Object pointing dataset rows
* * * * * * * * *

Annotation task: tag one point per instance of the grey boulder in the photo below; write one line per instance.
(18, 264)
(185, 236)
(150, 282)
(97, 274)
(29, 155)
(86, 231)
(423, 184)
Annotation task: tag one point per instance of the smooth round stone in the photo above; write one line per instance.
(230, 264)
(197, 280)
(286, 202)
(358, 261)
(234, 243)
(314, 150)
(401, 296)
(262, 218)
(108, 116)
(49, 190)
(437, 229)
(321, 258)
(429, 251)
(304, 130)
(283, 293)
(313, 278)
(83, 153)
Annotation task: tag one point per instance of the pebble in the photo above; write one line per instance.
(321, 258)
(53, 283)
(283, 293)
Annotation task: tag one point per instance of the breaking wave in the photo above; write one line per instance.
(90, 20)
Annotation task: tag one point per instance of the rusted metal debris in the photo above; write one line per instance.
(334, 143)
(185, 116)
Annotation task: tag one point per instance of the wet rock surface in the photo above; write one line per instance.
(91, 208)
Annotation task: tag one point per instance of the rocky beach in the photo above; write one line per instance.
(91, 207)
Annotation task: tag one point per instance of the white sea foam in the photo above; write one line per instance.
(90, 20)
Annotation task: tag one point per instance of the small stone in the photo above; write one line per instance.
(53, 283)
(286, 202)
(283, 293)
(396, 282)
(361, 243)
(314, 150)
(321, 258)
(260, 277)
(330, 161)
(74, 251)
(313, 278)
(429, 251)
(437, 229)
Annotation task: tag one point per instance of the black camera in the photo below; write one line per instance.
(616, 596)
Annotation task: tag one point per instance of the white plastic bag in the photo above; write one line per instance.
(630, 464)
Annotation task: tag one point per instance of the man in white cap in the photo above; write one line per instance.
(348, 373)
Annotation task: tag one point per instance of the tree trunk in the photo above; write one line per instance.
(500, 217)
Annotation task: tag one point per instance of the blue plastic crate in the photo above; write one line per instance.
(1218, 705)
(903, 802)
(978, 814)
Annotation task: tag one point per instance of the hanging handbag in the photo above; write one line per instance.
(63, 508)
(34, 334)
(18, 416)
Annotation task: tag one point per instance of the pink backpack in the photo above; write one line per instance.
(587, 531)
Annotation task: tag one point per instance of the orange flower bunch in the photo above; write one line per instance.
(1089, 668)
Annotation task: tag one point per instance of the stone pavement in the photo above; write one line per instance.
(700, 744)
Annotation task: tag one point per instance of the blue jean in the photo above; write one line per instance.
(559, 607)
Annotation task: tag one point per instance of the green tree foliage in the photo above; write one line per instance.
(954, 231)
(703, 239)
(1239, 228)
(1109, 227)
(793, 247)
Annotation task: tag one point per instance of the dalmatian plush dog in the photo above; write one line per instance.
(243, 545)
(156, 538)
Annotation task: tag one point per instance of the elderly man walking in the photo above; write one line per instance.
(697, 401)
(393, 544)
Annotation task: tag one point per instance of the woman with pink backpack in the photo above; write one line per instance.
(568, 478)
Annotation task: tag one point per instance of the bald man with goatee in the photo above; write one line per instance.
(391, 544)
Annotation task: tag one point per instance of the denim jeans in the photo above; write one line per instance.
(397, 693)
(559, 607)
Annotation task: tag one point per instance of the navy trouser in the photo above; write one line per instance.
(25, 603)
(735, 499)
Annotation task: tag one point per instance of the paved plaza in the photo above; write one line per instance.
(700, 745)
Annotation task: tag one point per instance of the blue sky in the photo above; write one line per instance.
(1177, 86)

* * * * * * * * *

● REQUIREMENT
Return the lines from the line containing "Annotation task: tag one point per instance of the woman" to the end of the entries above, exactly as they appear and with no other output.

● FINISHED EXERCISE
Annotation task: tag one point per instance of the woman with pink backpack in the photo above; write one line per instance.
(568, 478)
Annotation task: tag one point per instance of the bald man with goatee in the photo above; write one line per instance.
(391, 544)
Annotation task: tag one point per instance of the denim jeans in the photo above; write one line per instance.
(397, 693)
(559, 607)
Annotation task: tag one point per instance of the navy trouser in the photo above; write one line per instance.
(25, 603)
(735, 499)
Annotation task: tag one point per instance of the paved plaza in the photo above; write one line per instance.
(700, 745)
Annotation task: tag one point per instance of the blue sky in the photo above; write one line per instance.
(1177, 86)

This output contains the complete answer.